----- Dados de trabalho
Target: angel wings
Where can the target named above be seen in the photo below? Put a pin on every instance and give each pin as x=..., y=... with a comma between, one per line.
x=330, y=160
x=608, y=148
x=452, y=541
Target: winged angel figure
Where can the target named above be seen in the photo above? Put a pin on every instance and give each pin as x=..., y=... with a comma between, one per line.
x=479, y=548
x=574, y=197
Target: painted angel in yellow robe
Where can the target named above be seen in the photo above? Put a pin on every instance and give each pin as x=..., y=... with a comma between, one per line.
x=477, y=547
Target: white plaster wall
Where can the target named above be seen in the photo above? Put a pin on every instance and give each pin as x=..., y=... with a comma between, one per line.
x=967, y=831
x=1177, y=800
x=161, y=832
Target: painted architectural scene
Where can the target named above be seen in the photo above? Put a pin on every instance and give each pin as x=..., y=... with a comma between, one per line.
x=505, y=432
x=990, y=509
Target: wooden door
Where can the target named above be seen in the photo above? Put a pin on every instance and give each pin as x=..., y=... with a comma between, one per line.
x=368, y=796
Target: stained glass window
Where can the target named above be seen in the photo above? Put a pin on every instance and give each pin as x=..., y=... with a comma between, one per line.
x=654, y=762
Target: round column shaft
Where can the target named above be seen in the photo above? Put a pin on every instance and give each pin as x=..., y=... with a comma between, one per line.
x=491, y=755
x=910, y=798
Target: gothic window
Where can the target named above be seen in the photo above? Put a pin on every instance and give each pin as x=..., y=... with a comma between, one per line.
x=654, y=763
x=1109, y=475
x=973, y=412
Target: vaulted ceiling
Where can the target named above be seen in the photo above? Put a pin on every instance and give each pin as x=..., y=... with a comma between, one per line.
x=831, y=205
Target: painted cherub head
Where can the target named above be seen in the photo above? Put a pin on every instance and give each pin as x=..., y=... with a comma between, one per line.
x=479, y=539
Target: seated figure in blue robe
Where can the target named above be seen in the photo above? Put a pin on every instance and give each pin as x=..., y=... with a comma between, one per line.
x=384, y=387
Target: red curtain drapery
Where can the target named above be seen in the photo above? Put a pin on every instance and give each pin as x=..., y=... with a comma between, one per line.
----------
Instrução:
Reproduza o material acima linha por linha, do início ao fim, sem alterar nada.

Resposta ao exercício:
Target: angel wings
Where can the target named above be seen in the photo below? Put a pin on every instance and give each pin as x=..., y=... with a comma between, one per line.
x=330, y=160
x=608, y=148
x=452, y=541
Target: winged angel figure
Where can the target named above be seen in the photo above? Put a pin on every instance and give each pin as x=..., y=... with a comma between, one per line.
x=479, y=548
x=574, y=197
Target: painted angel in yellow robe
Where can the target named above be seen in the photo above? Put a pin on every instance and give each pin as x=..., y=... with a comma between, one per line.
x=477, y=547
Target: white plaster wall
Where can the target named above be seen in the photo above? Put a pin on every instance and give each pin as x=..., y=... with a comma between, one per line.
x=967, y=831
x=1177, y=800
x=161, y=832
Target: painted architectural scene
Where can the target named above be seen in the photo above? Put a pin on every instance and give each pin as x=..., y=... with a comma between, one per line.
x=505, y=432
x=990, y=509
Target: wooden door
Where can the target named above be seen in the photo above? Put a pin on every instance and give each pin as x=..., y=... with a comma between, one per line.
x=368, y=796
Target: stained glass window
Where can the target named above be seen in the photo above? Put a pin on every instance and give each pin as x=..., y=... with a comma between, one per line.
x=654, y=762
Target: round column shaft
Where can the target named above be seen in the photo above? Put a pin on every instance and give each pin as x=..., y=... with a comma between, one per line.
x=491, y=755
x=910, y=798
Target: gothic window
Where can the target named above be seen in the photo above? Put a pin on every instance and give each pin as x=..., y=... with a comma between, one per line.
x=654, y=763
x=1109, y=475
x=973, y=412
Target: vaulted ceiling
Where can the target named above be seen in the photo above? Put a pin on every instance and give each pin as x=..., y=... with a comma between, one per line.
x=831, y=205
Target: painted cherub head
Where can the target named above be seen in the photo above? Put a pin on every instance and give each pin as x=..., y=... with a comma between, one per line.
x=479, y=539
Target: seated figure in blue robe
Where can the target named above be seen in the photo above? Put a pin on every instance and give each pin as x=..., y=... with a comma between, one per line.
x=384, y=387
Target: red curtain drapery
Where can the target named above be seen in the photo above? Put a pin on every instance and give each pin as x=..., y=... with a comma between, one per line.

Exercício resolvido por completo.